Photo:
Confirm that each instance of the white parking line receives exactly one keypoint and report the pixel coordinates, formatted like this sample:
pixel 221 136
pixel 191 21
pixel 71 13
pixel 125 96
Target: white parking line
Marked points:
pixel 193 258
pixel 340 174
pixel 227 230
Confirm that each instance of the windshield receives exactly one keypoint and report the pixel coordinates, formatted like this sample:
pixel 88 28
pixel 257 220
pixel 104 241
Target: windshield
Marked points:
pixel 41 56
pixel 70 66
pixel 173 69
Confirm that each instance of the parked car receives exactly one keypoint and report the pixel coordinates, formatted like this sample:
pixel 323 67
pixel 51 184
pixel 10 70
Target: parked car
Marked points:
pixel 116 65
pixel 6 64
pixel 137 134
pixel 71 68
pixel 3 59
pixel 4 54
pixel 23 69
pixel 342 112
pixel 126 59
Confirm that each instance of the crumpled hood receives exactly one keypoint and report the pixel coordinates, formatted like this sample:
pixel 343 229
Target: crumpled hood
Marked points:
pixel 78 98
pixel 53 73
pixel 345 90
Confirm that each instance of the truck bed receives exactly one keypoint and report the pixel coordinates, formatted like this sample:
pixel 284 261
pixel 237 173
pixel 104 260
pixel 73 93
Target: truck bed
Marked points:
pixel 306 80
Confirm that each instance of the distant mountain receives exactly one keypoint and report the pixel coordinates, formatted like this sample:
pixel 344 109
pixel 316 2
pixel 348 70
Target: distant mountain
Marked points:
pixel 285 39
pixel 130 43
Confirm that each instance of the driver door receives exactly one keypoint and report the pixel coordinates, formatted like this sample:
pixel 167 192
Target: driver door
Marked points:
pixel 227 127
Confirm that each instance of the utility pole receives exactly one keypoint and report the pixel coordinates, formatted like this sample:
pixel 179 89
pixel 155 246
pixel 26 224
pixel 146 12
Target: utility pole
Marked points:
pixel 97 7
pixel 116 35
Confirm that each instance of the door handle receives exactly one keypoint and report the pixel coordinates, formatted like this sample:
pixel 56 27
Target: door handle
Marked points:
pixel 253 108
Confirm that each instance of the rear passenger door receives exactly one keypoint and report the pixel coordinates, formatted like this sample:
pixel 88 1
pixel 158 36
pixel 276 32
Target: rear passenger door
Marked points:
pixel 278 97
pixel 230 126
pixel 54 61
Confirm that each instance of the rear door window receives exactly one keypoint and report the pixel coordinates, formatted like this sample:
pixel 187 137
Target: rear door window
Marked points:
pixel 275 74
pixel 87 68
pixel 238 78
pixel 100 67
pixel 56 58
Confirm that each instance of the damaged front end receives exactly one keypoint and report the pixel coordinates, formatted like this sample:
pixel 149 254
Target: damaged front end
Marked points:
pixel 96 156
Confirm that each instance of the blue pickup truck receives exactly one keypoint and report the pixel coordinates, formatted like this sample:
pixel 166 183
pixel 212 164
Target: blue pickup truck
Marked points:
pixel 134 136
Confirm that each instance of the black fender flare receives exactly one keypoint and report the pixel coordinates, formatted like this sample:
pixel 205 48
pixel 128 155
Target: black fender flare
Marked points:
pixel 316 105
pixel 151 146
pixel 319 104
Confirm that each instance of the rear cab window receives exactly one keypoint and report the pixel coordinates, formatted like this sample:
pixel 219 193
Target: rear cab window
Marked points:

= = = = =

- _What you will do_: Look above for the line that holds "Confirm that each instance of the door", then copy it and each line after it exactly, through the last line of the data.

- _Worked answer_:
Confirm that each instance of the door handle receives exactly one keypoint and report the pixel coordinates, formatted like this sample:
pixel 56 27
Target: door handle
Marked points:
pixel 253 108
Confirm that each instance of the rear passenger door receives exactly one keypoint and report the pixel coordinates, formatted like this sample:
pixel 88 1
pixel 158 36
pixel 276 32
Target: rear passenger door
Marked points:
pixel 278 97
pixel 230 126
pixel 54 61
Confirm that each instance of the rear door window receives exactly one keypoint and report the pixel coordinates, formatted like this sample:
pixel 187 137
Target: rear door window
Marked points:
pixel 275 74
pixel 87 68
pixel 238 78
pixel 100 67
pixel 56 58
Confirm that each instance of the damaged front end receives exactly one keypoint and report the pixel coordinates, formatted like this sample:
pixel 149 254
Target: damaged front end
Marked points:
pixel 96 156
Confirm that each instance of the blue pickup truck receives exactly one keypoint and report the pixel coordinates, formatted like this sample:
pixel 166 183
pixel 212 164
Target: blue pickup truck
Marked points:
pixel 134 136
Confirm that each instance of the black fender flare receives exactly one keypoint and report the pixel coordinates, formatted like this sample:
pixel 205 48
pixel 128 155
Target: black fender flare
Marked points:
pixel 316 105
pixel 151 146
pixel 319 104
Confirm that each instance of the rear cab window receives exactly one keypoint and report the pixel coordinates, formatted like this sample:
pixel 219 193
Target: rear cab window
Marked points:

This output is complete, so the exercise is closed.